**FRAGMENTO SELECCIONADO**

• • • • •

En Uruguay y otros países, los obreros se encontraban por primera vez, un primero de mayo, para recordar a “los mártires de Chicago”.
Cuatro años antes, en los Estados Unidos, había habido grandes huelgas demandando la jornada de ocho horas. En algunos lugares, la tarea se extendía hasta 16 horas. En Chicago, uno de los grandes polos industriales, la huelga se prolongó y derivó en incidentes entre trabajadores y policías, con varios muertos. Tras un juicio muy irregular, ocho trabajadores fueron declarados culpables. Tres fueron encarcelados y cinco ejecutados en la horca.
A partir de allí, los movimientos sindicales en los distintos países comenzaron a marcar ese día como jornada de reivindicación de los derechos de los trabajadores.
En 1916 Uruguay estableció por ley el primero de mayo como “fiesta del trabajo” y tres años después como “día de los trabajadores”.
A lo largo de los años, la jornada se ha cargado de diferentes significados: celebración, reflexión, lucha; pero no deja de ser un momento para considerar la realidad del mundo del trabajo y de los hombres y mujeres que, con su esfuerzo, ganan su pan de cada día y, en el campo, la industria o los servicios, generan la riqueza de las naciones.
En el calendario de la Iglesia, el primero de mayo siguió siendo la fiesta de san Felipe y Santiago, hasta el año 1955, en que se trasladó al 3 de ese mes. El domingo primero de mayo de ese año, el Papa Pío XII, ante una peregrinación organizada por la Asociación Cristiana de Trabajadores Italianos, instituyó la fiesta litúrgica de San José Obrero.
Con esa decisión, la Iglesia quería expresar un reconocimiento al mundo del trabajo.
De hecho, la atención a la situación de los trabajadores había comenzado mucho antes, con la revolución industrial de fines del siglo XIX, en cuyo marco se dieron los trágicos acontecimientos de Chicago.

• • • • •

**DATOS GUARDADOS**
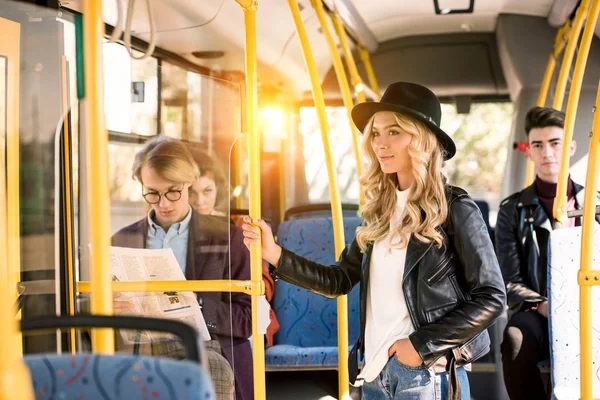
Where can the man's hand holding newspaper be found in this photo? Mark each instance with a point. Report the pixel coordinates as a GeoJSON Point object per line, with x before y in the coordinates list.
{"type": "Point", "coordinates": [158, 265]}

• • • • •

**ACCIONES POR REALIZAR**
**1)** Reproduce literalmente el pasaje del texto sobre el primero de mayo que comienza en "En el calendario" y termina en "San José Obrero.".
**2)** Indica si cada afirmación concuerda con el texto sobre el primero de mayo: (a) en Chicago, cinco trabajadores fueron ejecutados en la horca; (b) Uruguay estableció por ley el primero de mayo como "fiesta del trabajo" en 1919; (c) la fiesta de san Felipe y Santiago se trasladó al 3 de mayo en 1955. Responde sí o no en cada caso y cita textualmente las palabras que lo deciden.

**RESULTADOS OBTENIDOS**
**1)**
En el calendario de la Iglesia, el primero de mayo siguió siendo la fiesta de san Felipe y Santiago, hasta el año 1955, en que se trasladó al 3 de ese mes. El domingo primero de mayo de ese año, el Papa Pío XII, ante una peregrinación organizada por la Asociación Cristiana de Trabajadores Italianos, instituyó la fiesta litúrgica de San José Obrero.

**2)**
(a) Sí: "Tres fueron encarcelados y cinco ejecutados en la horca."
(b) No: "En 1916 Uruguay estableció por ley el primero de mayo como “fiesta del trabajo”"
(c) Sí: "hasta el año 1955, en que se trasladó al 3 de ese mes."